#### What you need to do
Repeat exactly, and only, the lines from the line containing "Can you find the wet" through the last line of the records below, including both.

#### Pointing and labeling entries
— start —
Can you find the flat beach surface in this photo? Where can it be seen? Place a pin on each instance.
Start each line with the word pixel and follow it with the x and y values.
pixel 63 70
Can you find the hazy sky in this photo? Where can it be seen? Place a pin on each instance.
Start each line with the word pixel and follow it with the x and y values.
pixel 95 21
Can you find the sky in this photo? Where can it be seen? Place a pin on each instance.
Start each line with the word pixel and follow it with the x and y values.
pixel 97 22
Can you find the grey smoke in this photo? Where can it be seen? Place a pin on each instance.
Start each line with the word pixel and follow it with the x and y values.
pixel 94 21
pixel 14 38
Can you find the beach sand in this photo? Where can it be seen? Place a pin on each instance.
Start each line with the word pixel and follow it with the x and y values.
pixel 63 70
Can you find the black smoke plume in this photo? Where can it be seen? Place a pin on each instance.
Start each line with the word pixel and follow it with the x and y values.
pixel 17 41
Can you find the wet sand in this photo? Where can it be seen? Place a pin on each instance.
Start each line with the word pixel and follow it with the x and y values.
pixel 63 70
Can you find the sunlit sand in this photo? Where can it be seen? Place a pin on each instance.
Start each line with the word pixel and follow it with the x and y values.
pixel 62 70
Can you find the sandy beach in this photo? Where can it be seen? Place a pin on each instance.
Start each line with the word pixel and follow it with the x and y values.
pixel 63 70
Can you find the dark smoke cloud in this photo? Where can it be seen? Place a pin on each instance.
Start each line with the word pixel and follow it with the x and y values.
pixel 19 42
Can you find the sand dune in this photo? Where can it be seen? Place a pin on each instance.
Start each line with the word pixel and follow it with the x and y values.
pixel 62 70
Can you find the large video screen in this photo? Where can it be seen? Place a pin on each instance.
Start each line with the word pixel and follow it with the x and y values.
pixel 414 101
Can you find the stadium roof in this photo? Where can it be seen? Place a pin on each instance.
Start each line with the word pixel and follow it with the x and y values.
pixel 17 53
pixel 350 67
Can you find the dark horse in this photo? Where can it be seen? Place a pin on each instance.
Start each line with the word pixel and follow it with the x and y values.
— end —
#### Complete output
Can you find the wet sand in this photo? Where can it be seen? Place a pin on each instance.
Start each line with the word pixel and follow it with the x and y values.
pixel 63 70
Can you find the sunlit sand in this photo? Where can it be seen? Place a pin on each instance.
Start each line with the word pixel and follow it with the x and y values.
pixel 62 70
Can you find the sandy beach in this photo? Where can it be seen? Place a pin on each instance.
Start each line with the word pixel and follow it with the x and y values.
pixel 63 70
Can you find the dark smoke cloud in this photo? Where can it be seen? Place a pin on each instance.
Start each line with the word pixel and follow it with the x and y values.
pixel 19 42
Can you find the sand dune in this photo? Where can it be seen? Place a pin on each instance.
Start each line with the word pixel and follow it with the x and y values.
pixel 62 70
Can you find the large video screen in this photo? Where can it be seen? Place a pin on each instance.
Start each line with the word pixel and follow it with the x and y values.
pixel 414 101
Can you find the stadium roof in this photo? Where can it be seen? Place a pin on each instance.
Start each line with the word pixel and follow it with the x and y values.
pixel 17 53
pixel 350 67
Can you find the dark horse in this photo? Where can it be seen? Place a pin on each instance.
Start each line with the word pixel and follow it with the x and y values.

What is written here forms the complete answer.